MATERIAL PROVIDED:
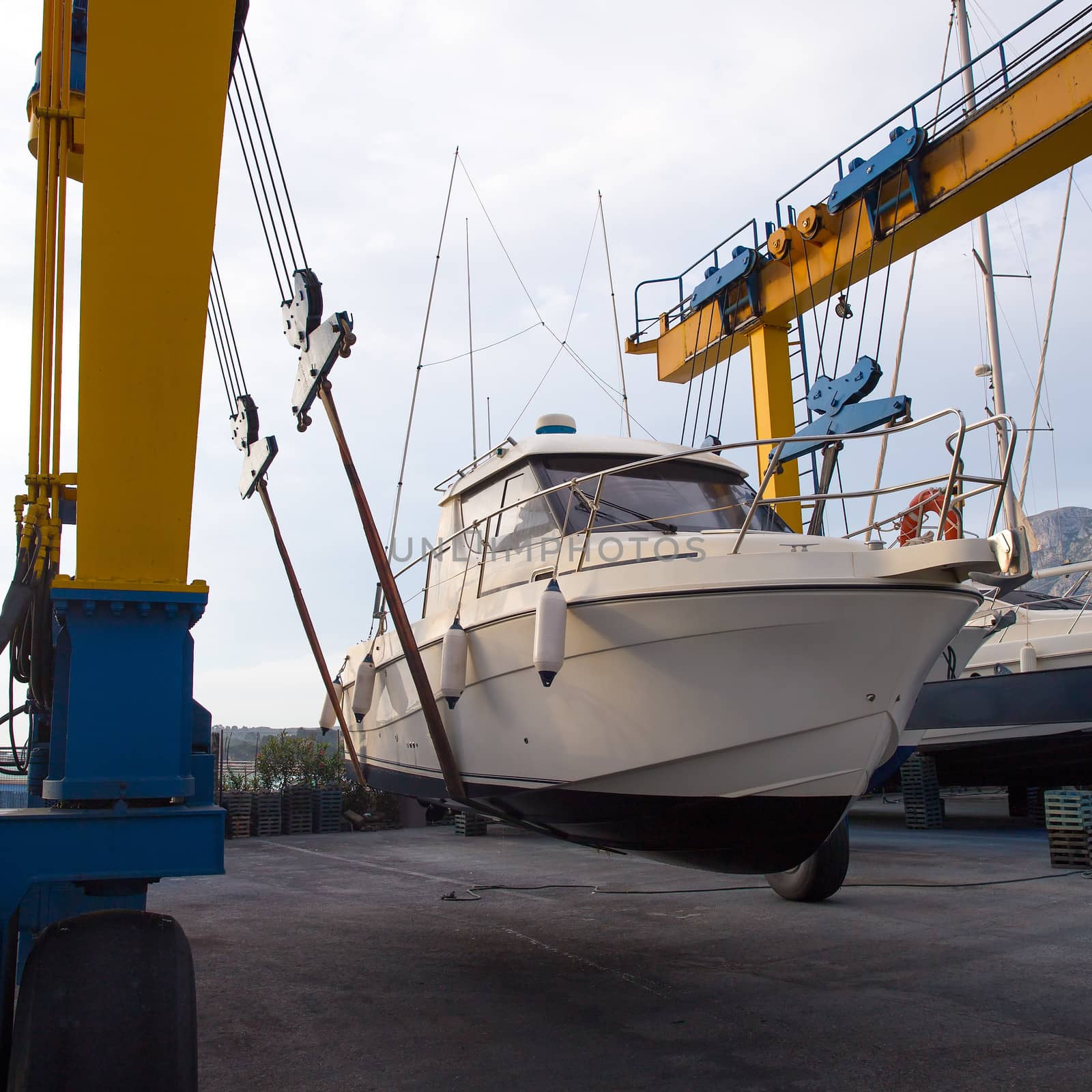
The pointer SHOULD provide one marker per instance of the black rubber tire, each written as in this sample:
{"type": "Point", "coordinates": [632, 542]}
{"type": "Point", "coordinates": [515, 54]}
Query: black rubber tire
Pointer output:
{"type": "Point", "coordinates": [822, 875]}
{"type": "Point", "coordinates": [107, 1004]}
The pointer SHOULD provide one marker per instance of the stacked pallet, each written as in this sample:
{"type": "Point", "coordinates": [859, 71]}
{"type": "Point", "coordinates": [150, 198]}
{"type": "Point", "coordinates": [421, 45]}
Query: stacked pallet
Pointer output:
{"type": "Point", "coordinates": [296, 811]}
{"type": "Point", "coordinates": [921, 794]}
{"type": "Point", "coordinates": [265, 814]}
{"type": "Point", "coordinates": [470, 824]}
{"type": "Point", "coordinates": [238, 806]}
{"type": "Point", "coordinates": [1037, 806]}
{"type": "Point", "coordinates": [327, 808]}
{"type": "Point", "coordinates": [1069, 827]}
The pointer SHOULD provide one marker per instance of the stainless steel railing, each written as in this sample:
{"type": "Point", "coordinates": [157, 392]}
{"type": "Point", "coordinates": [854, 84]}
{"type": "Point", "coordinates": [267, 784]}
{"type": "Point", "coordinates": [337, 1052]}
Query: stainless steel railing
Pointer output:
{"type": "Point", "coordinates": [958, 489]}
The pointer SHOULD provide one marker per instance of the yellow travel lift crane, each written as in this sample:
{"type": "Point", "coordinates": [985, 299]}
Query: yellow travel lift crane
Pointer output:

EXERCISE REQUIREMENTS:
Rewrite all of the data above, replacing "Query" with "Target" wherever it occurs and leaving everything else unchanged. Leave out the pictures.

SOLUTION TO THIS EXERCISE:
The pointer SHOULD provide one marker per instance of the black rubber tire, each written as in this sample:
{"type": "Point", "coordinates": [632, 542]}
{"type": "Point", "coordinates": [515, 54]}
Target: black rubber tire
Pointer output:
{"type": "Point", "coordinates": [822, 875]}
{"type": "Point", "coordinates": [107, 1004]}
The pointer SHOULD provide one marker per instance of the stacked pallet, each written as in this sample:
{"type": "Point", "coordinates": [859, 71]}
{"type": "Point", "coordinates": [150, 198]}
{"type": "Point", "coordinates": [421, 45]}
Target: stacked pallet
Pointer output:
{"type": "Point", "coordinates": [296, 811]}
{"type": "Point", "coordinates": [921, 794]}
{"type": "Point", "coordinates": [265, 814]}
{"type": "Point", "coordinates": [470, 824]}
{"type": "Point", "coordinates": [238, 806]}
{"type": "Point", "coordinates": [1037, 806]}
{"type": "Point", "coordinates": [327, 808]}
{"type": "Point", "coordinates": [1069, 827]}
The pointer SHOULD provide one marker per instance of the stainless steel railing, each written as in this sample:
{"type": "Point", "coordinates": [157, 392]}
{"type": "Point", "coordinates": [854, 84]}
{"type": "Point", "coordinates": [267, 784]}
{"type": "Point", "coordinates": [337, 1052]}
Target: stainless steel railing
Pointer output:
{"type": "Point", "coordinates": [958, 489]}
The pointer SHOULD provide one marker per instance of the yellow travel lift crane, each written as in this sample:
{"type": "Point", "coordinates": [985, 299]}
Target: yellow travel lift crane
Pointer output:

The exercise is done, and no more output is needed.